Print the records below without any change, starting at the line that contains "Could you confirm whether any brick paved" and ending with the line that contains "1018 645 1107 707", both of those lines included.

Excerpts of labeled region data:
• • • • •

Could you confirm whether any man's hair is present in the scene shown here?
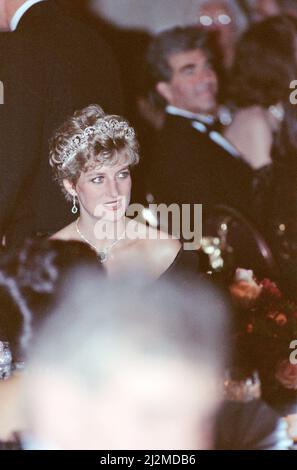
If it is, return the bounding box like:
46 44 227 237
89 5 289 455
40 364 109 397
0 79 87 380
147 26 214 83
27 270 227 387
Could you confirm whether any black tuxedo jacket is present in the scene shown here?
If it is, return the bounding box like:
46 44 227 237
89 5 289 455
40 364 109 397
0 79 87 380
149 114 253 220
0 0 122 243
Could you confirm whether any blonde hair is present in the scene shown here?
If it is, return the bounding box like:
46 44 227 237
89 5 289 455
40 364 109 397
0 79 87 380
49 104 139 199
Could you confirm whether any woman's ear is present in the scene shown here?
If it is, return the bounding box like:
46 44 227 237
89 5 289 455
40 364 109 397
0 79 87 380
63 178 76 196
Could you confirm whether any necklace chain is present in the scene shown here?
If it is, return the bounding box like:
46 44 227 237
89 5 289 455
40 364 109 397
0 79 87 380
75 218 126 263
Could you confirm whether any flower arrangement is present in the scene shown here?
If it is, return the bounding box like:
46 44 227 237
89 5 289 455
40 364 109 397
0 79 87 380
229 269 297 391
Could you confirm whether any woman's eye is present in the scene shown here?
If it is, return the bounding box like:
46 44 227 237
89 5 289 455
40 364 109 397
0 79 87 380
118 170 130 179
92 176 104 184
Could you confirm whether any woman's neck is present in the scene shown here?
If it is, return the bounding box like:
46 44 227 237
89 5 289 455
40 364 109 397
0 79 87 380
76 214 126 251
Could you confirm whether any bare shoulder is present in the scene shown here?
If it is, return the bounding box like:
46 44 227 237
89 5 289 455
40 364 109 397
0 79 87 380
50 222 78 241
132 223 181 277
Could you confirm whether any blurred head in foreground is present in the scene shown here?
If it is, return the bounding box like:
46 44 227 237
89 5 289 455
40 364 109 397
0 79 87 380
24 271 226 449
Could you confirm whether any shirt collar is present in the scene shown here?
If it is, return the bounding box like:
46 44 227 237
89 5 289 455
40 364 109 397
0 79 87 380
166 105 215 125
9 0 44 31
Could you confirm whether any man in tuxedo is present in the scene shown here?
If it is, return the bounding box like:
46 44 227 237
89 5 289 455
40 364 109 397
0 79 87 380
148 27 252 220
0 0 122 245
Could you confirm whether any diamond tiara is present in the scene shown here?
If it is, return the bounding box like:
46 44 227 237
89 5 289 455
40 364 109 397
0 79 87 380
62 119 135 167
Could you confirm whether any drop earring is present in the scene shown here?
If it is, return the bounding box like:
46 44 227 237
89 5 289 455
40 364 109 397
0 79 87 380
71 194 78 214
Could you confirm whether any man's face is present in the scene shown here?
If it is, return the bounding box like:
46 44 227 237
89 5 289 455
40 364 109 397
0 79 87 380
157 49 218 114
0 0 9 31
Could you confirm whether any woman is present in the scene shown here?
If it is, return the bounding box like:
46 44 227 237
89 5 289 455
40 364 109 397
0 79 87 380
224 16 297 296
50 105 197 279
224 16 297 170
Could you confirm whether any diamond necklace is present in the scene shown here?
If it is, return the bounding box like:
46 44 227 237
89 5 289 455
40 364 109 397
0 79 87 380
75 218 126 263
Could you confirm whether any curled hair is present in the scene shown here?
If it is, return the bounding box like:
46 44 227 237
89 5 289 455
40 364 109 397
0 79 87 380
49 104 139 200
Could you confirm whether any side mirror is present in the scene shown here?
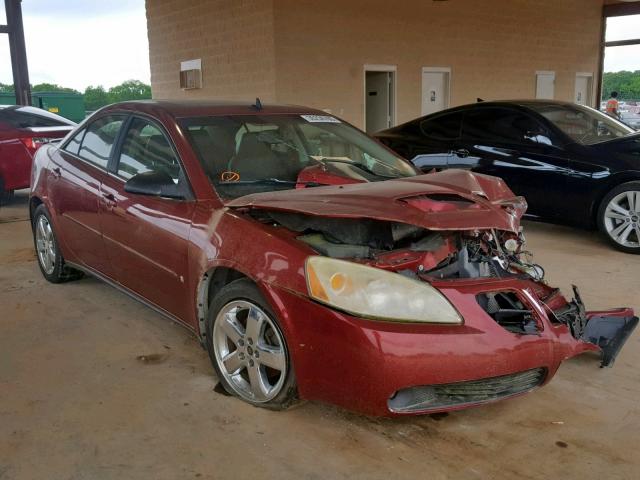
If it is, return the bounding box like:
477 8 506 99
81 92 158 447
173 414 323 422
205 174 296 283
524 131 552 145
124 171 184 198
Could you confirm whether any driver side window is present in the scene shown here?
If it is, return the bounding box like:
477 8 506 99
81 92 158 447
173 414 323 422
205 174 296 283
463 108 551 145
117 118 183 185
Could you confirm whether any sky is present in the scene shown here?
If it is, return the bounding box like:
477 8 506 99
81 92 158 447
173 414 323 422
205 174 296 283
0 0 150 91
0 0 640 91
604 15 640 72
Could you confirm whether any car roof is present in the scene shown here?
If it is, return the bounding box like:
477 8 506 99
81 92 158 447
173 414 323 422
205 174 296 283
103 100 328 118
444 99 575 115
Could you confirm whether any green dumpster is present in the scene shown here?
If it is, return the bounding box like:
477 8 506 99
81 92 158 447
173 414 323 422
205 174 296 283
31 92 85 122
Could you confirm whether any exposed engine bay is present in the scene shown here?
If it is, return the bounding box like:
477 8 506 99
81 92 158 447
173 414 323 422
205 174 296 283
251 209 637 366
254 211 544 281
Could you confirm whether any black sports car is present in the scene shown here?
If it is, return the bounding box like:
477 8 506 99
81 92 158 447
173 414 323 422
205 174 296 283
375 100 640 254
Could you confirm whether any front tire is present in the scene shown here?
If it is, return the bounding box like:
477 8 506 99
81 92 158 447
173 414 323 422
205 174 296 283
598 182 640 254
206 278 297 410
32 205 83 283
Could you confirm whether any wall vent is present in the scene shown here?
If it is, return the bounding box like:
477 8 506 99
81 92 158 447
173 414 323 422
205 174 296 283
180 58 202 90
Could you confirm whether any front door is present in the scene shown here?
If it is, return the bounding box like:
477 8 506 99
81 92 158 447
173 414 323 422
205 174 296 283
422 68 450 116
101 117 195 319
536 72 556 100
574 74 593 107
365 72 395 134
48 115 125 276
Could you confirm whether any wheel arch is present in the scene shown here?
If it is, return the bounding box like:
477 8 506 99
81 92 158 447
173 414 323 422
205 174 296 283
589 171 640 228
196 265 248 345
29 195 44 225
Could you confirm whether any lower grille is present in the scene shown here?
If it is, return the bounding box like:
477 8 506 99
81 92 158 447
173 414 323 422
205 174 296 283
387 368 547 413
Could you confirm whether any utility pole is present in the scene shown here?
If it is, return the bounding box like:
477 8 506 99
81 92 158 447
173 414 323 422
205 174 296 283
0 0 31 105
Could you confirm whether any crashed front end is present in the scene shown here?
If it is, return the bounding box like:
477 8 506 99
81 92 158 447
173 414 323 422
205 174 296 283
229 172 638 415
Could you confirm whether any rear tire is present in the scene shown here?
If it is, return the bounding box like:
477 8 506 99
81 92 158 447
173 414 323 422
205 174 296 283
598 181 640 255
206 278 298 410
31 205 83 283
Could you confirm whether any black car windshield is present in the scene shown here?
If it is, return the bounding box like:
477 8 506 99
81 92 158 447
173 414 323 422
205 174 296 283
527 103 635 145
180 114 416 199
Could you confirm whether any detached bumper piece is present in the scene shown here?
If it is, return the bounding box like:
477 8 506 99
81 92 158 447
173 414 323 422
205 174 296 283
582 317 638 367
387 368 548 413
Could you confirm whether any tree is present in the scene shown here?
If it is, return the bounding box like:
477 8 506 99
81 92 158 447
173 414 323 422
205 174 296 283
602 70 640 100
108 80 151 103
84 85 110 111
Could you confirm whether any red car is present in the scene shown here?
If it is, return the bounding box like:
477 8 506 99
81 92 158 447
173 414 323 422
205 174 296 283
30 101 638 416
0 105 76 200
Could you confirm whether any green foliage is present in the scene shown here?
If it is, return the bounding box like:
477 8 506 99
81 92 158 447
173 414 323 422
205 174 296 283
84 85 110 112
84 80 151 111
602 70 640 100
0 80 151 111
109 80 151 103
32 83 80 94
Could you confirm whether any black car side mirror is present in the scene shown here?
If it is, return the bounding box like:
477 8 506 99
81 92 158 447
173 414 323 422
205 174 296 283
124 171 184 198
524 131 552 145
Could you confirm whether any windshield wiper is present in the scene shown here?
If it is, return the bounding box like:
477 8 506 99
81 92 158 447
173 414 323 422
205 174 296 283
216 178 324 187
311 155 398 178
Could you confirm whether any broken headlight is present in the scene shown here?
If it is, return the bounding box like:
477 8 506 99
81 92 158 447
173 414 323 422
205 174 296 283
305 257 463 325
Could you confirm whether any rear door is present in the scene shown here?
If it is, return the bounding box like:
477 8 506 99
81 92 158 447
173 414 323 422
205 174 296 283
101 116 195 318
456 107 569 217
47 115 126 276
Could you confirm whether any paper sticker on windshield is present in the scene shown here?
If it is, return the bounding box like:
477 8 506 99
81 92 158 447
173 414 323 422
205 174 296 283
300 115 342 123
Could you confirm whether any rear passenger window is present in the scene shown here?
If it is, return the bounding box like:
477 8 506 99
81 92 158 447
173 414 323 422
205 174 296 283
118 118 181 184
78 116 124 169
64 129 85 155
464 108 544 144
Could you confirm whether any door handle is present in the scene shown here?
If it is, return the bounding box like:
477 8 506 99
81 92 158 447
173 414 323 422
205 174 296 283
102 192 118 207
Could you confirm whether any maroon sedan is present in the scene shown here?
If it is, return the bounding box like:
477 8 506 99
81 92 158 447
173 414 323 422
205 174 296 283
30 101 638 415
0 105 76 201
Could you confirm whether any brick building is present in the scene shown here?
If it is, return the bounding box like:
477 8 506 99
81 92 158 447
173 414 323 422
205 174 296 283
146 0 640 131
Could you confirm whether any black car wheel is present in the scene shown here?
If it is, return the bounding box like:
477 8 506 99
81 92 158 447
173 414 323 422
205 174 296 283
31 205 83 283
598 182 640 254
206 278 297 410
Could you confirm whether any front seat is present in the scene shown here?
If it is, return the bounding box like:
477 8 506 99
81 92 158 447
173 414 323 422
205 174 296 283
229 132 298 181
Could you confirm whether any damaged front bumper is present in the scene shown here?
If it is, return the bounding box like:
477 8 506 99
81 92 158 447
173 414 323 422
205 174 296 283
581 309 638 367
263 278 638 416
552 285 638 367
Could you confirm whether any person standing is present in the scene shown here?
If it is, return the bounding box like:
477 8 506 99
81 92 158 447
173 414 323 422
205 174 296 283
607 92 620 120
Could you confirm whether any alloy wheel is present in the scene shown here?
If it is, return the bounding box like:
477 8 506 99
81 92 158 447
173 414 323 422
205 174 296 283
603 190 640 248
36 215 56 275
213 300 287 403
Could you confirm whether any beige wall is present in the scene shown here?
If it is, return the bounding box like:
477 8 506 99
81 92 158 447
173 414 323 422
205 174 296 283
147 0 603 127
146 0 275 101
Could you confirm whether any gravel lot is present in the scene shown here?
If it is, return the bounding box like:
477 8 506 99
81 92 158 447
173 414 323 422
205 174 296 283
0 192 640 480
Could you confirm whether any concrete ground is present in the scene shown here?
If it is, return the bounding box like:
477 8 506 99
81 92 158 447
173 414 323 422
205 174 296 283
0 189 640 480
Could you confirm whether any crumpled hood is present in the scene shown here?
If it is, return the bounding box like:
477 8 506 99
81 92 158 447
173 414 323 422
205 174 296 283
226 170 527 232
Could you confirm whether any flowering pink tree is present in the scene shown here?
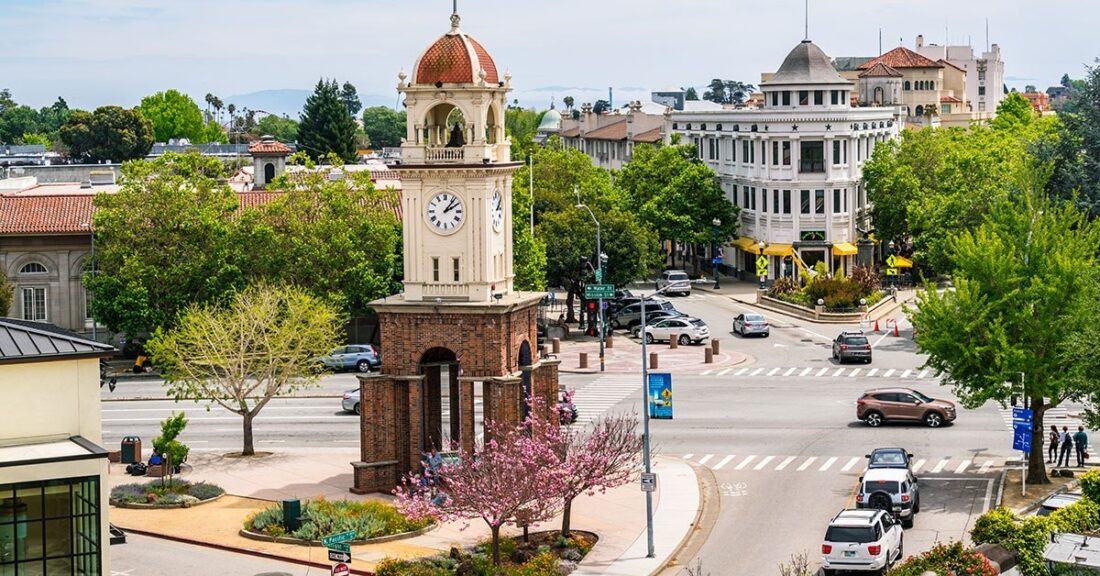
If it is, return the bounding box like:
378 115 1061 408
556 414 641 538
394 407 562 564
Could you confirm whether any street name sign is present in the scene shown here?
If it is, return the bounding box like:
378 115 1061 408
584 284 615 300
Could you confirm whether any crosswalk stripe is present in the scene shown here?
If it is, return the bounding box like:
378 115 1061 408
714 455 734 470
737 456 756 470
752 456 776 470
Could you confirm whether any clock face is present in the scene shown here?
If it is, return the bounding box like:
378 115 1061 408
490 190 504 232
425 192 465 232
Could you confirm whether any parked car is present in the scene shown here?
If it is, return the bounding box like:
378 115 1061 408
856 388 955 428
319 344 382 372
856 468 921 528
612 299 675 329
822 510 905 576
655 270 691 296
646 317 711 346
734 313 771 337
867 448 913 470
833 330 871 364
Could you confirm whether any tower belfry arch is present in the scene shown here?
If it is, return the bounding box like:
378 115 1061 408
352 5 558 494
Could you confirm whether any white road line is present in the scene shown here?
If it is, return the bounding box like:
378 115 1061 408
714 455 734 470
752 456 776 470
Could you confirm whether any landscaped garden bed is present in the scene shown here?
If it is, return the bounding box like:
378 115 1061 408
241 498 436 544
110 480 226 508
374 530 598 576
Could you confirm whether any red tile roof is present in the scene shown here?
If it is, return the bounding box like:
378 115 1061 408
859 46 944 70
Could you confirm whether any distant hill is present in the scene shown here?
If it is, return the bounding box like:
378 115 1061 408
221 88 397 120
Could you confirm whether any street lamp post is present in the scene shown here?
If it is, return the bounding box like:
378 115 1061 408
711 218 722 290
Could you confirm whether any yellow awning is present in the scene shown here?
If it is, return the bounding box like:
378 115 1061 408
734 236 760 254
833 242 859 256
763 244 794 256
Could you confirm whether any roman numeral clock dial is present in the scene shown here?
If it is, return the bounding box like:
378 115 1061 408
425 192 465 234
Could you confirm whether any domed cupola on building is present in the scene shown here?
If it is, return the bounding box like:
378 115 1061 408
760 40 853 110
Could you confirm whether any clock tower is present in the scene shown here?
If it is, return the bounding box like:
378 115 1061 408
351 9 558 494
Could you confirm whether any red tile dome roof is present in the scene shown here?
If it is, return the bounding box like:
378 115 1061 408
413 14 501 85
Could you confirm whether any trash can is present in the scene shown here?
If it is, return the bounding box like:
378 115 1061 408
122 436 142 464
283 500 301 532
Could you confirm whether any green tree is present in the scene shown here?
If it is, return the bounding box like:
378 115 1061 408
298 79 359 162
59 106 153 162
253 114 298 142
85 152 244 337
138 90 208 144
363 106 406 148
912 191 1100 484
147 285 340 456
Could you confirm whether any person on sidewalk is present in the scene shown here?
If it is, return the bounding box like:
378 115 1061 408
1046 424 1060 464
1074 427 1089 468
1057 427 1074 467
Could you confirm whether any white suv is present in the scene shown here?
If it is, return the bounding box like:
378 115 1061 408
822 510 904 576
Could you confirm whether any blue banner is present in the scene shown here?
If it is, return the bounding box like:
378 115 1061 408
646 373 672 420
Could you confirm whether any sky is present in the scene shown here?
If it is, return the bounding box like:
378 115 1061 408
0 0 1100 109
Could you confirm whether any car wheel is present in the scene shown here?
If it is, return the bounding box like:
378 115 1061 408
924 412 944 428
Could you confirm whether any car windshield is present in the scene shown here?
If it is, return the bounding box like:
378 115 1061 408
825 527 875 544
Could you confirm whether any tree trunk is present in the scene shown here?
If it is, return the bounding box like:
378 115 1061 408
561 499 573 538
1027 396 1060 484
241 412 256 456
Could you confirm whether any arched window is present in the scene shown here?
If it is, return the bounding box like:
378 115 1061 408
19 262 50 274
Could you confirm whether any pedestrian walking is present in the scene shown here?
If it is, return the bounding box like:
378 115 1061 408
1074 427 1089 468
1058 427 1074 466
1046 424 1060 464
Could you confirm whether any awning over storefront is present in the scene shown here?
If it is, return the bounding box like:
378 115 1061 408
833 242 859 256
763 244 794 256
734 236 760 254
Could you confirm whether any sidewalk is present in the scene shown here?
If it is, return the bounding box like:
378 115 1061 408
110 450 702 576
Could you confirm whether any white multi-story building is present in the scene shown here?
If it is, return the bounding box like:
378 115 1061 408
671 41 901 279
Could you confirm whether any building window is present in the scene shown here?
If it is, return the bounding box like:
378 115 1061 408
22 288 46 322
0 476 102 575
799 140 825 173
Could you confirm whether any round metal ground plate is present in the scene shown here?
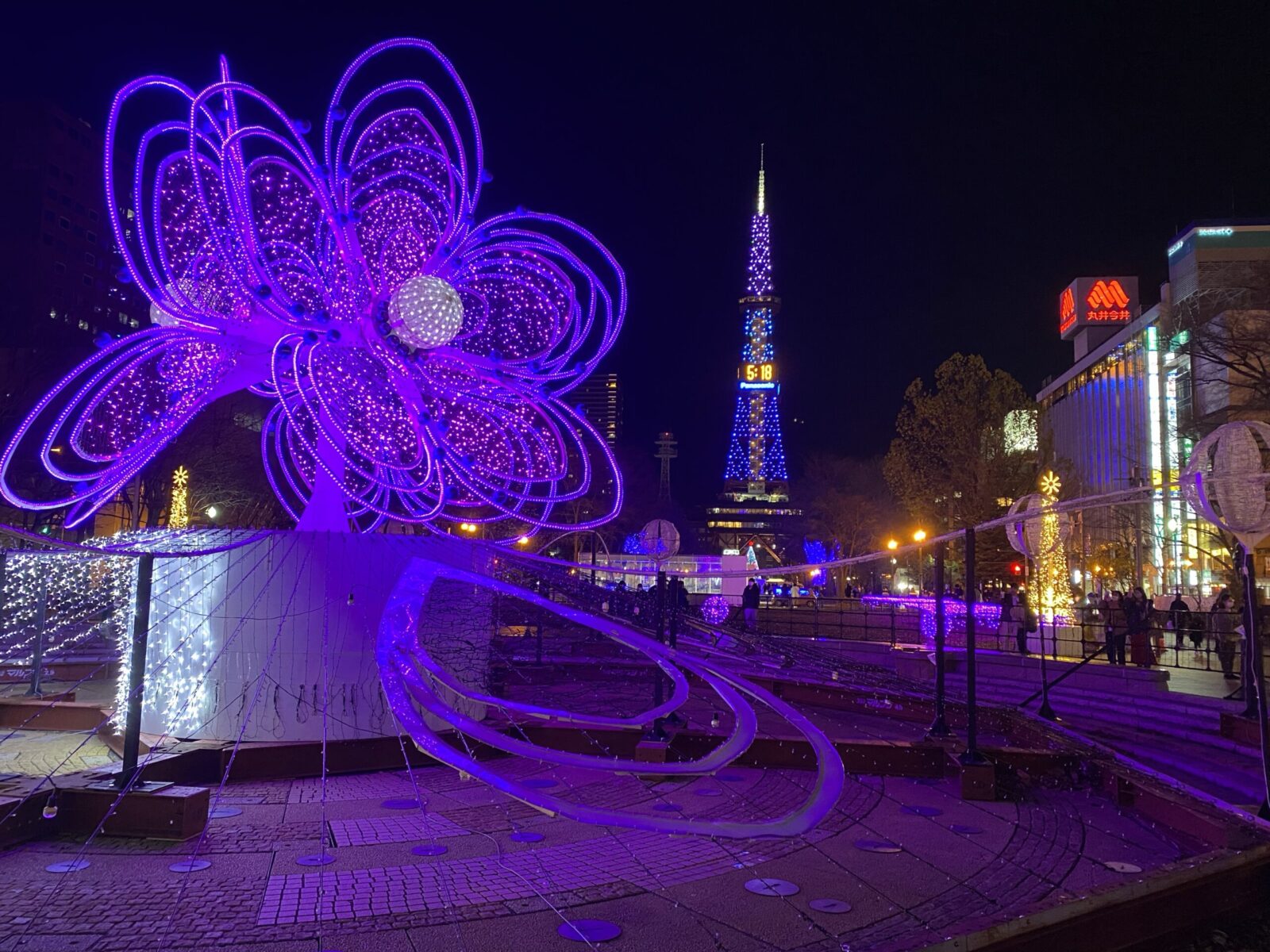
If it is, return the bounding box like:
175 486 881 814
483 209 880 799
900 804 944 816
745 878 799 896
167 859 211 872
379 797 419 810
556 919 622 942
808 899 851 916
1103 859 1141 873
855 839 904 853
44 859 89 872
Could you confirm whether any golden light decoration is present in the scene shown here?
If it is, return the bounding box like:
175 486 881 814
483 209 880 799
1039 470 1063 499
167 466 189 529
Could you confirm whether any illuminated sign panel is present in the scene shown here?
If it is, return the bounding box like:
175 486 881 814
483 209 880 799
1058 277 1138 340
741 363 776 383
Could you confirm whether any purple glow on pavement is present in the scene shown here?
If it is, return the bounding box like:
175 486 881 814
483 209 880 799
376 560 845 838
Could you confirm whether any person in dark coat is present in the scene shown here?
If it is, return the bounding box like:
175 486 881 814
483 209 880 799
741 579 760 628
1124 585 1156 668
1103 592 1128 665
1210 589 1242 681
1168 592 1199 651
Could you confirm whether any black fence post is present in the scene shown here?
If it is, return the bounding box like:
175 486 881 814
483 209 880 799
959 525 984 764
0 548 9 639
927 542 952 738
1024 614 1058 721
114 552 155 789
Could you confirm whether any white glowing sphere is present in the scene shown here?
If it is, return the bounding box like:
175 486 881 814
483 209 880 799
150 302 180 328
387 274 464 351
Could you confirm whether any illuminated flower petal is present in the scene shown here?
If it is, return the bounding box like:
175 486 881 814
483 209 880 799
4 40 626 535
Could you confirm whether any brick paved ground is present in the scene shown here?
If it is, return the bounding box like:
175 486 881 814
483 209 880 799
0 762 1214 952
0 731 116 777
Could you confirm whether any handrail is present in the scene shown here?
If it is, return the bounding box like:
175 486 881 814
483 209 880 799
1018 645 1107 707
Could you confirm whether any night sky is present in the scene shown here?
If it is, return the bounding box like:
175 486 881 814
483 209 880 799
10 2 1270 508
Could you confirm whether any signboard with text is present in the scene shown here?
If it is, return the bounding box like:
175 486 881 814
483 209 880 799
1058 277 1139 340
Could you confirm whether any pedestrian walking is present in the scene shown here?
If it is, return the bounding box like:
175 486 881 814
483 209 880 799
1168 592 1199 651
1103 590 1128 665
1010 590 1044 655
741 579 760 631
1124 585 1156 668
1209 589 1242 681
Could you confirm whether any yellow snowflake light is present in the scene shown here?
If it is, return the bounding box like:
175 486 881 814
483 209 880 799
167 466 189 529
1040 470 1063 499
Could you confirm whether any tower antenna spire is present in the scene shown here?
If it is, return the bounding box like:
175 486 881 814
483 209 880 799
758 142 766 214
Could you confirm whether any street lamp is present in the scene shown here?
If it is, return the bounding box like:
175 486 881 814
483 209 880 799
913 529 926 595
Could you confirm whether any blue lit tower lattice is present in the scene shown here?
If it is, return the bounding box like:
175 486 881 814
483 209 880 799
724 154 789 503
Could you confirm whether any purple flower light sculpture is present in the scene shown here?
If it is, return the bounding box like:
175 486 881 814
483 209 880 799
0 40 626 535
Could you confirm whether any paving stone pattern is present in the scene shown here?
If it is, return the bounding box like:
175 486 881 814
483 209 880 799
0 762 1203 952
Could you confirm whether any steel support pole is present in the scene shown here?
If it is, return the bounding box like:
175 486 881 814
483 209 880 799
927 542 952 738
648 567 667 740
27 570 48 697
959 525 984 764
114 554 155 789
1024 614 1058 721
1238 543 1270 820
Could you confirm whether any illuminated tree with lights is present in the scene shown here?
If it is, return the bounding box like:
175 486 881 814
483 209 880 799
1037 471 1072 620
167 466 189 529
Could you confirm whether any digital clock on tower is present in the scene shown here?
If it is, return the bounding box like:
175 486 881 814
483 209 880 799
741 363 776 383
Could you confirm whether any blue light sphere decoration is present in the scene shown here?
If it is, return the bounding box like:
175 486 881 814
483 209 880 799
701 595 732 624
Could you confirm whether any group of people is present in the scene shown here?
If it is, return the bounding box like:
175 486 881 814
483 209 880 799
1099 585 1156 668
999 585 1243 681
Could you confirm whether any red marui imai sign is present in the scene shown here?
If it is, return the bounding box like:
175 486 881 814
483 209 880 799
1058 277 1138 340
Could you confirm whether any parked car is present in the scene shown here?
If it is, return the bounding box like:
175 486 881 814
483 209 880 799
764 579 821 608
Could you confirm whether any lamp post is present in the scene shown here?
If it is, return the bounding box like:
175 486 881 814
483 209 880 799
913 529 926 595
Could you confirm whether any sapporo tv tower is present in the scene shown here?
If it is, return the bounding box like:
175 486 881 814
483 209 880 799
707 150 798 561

• • • • •

__Task result__.
Could you confirm whether any brick paved ground is present in the scene shown here?
If it is, return the bounding box like:
175 486 881 814
483 209 880 799
0 762 1214 952
0 731 116 777
Could you confirm whether any handrail is present in the scene shown here?
If it is, return the bounding box like:
175 486 881 814
483 209 880 799
1018 645 1107 707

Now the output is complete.